**Given problem 1**
How would you render the sentence "states_equal() computes sub-state relation using read and precision marks." from the message on iterator convergence checks into Spanish?
**Given problem 2**
Can you substitute "inlined" for "open coded" while giving the part of the message on iterator convergence checks starting at "Re: [PATCH bpf-next" and ending at "computed in is_state_visited()"?
**Given problem 3**
Can you proceed with the message on iterator convergence checks, continuing it from where it stops?

**Source**
Re: [PATCH bpf-next v2 3/7] bpf: exact states comparison for iterator convergence checks

Eduard Zingerman <eddyz87@xxxxxxxxx> · Mon, 23 Oct 2023 16:38:56 +0300

On Sat, 2023-10-21 at 21:16 -0700, Andrii Nakryiko wrote:
> On Sat, Oct 21, 2023 at 6:08 PM Eduard Zingerman <eddyz87@xxxxxxxxx> wrote:
> > 
> > Convergence for open coded iterators is computed in is_state_visited()
> > by examining states with branches count > 1 and using states_equal().
> > states_equal() computes sub-state relation using read and precision marks.
> > Read and precision marks are propagated from children states,
> > thus are not guaranteed to be complete inside a loop when branches
> > count > 1. This could be demonstrated using the following unsafe program:
> > 
> >      1. r7 = -16
> >      2. r6 = bpf_get_prandom_u32()
> >      3. while (bpf_iter_num_next(&fp[-8])) {
> >      4.   if (r6 != 42) {
> >      5.     r7 = -32
> >      6.     r6 = bpf_get_prandom_u32()
> >      7.     continue
> >      8.   }
> >      9.   r0 = r10
> >     10.   r0 += r7
> >     11.   r8 = *(u64 *)(r0 + 0)
> >     12.   r6 = bpf_get_prandom_u32()
> >     13. }
> > 
> > Here verifier would first visit path 1-3, create a checkpoint at 3
> > with r7=-16, continue to 4-7,3 with r7=-32.
> > 
> > Because instructions at 9-12 had not been visitied yet existing
> > checkpoint at 3 does not have read or precision mark for r7.

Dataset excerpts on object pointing
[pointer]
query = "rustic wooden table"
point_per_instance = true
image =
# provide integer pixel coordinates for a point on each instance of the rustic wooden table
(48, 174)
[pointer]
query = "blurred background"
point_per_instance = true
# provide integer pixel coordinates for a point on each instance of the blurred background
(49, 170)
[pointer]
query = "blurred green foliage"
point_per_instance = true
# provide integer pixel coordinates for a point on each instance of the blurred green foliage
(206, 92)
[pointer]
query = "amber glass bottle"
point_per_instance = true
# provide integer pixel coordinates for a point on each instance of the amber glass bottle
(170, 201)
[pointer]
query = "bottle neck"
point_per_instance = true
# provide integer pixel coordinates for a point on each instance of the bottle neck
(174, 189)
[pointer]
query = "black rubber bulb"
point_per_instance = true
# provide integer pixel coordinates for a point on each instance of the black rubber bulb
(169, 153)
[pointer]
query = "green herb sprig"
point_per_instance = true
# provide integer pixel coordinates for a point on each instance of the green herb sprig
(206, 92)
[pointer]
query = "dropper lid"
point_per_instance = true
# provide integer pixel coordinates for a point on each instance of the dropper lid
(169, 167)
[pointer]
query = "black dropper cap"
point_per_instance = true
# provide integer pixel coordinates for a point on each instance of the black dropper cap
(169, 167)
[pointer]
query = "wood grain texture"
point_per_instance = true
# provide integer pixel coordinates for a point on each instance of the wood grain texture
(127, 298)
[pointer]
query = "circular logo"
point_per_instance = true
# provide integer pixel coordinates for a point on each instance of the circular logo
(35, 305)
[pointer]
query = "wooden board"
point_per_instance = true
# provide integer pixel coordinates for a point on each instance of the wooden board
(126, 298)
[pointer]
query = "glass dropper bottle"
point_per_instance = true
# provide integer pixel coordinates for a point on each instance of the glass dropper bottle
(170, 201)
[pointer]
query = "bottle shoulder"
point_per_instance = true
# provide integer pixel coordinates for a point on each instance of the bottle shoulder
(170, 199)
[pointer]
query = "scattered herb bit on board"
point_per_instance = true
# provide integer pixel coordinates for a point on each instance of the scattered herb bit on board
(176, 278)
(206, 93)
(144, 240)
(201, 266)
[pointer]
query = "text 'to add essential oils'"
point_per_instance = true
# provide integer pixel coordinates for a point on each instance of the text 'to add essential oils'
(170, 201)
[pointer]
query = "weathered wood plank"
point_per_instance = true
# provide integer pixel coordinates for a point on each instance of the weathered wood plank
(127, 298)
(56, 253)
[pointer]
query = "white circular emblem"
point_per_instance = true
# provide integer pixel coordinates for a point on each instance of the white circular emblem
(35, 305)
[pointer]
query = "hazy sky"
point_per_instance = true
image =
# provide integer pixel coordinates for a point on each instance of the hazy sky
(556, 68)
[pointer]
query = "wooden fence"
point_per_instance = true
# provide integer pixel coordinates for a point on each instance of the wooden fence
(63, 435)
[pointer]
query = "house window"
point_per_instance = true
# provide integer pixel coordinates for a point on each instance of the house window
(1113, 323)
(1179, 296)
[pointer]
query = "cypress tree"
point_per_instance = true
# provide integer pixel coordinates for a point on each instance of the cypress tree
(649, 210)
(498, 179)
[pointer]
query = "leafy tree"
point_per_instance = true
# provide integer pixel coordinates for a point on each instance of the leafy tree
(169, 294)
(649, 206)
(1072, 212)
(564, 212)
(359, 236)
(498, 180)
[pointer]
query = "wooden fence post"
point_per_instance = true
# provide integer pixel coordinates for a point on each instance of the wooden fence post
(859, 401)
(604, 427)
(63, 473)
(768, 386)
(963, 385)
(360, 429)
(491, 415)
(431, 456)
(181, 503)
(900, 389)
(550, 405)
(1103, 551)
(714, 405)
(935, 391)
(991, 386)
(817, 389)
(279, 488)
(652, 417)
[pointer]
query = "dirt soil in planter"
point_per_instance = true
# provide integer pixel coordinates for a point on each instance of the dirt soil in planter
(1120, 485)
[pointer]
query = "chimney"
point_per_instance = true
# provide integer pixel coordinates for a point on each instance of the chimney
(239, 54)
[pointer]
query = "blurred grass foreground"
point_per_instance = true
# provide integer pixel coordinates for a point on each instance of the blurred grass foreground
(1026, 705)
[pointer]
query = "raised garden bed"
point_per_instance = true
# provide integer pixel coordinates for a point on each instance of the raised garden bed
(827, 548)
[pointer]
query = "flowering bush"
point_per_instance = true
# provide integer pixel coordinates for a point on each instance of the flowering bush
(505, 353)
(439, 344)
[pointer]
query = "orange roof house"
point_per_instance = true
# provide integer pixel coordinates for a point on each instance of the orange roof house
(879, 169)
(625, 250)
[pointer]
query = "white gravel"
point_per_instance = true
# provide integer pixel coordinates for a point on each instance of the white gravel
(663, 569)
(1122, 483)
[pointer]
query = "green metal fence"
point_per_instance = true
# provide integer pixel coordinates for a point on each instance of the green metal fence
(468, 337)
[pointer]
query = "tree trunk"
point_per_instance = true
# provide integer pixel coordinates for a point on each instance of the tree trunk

**Expected output 1**
states_equal() calcula la relación de subestado usando marcas de lectura y de precisión.

**Expected output 2**
Re: [PATCH bpf-next v2 3/7] bpf: exact states comparison for iterator convergence checks

Eduard Zingerman <eddyz87@xxxxxxxxx> · Mon, 23 Oct 2023 16:38:56 +0300

On Sat, 2023-10-21 at 21:16 -0700, Andrii Nakryiko wrote:
> On Sat, Oct 21, 2023 at 6:08 PM Eduard Zingerman <eddyz87@xxxxxxxxx> wrote:
> > 
> > Convergence for inlined iterators is computed in is_state_visited()

**Expected output 3**
> > Thus states_equal() would return true and verifier would discard
> > current state, thus unsafe memory access at 11 would not be caught.
> > 
> > This commit fixes this loophole by introducing exact state comparisons
> > for iterator convergence logic:
> > - registers are compared using regs_exact() regardless of read or
> >   precision marks;
> > - stack slots have to have identical type.
> > 
> > Unfortunately, this is too strict even for simple programs like below:
> > 
> >     i = 0;
> >     while(iter_next(&it))
> >       i++;
> > 
> > At each iteration step i++ would produce a new distinct state and
> > eventually instruction processing limit would be reached.
> > 
> > To avoid such behavior speculatively forget (widen) range for
> > imprecise scalar registers, if those registers were not precise at the
> > end of the previous iteration and do not match exactly.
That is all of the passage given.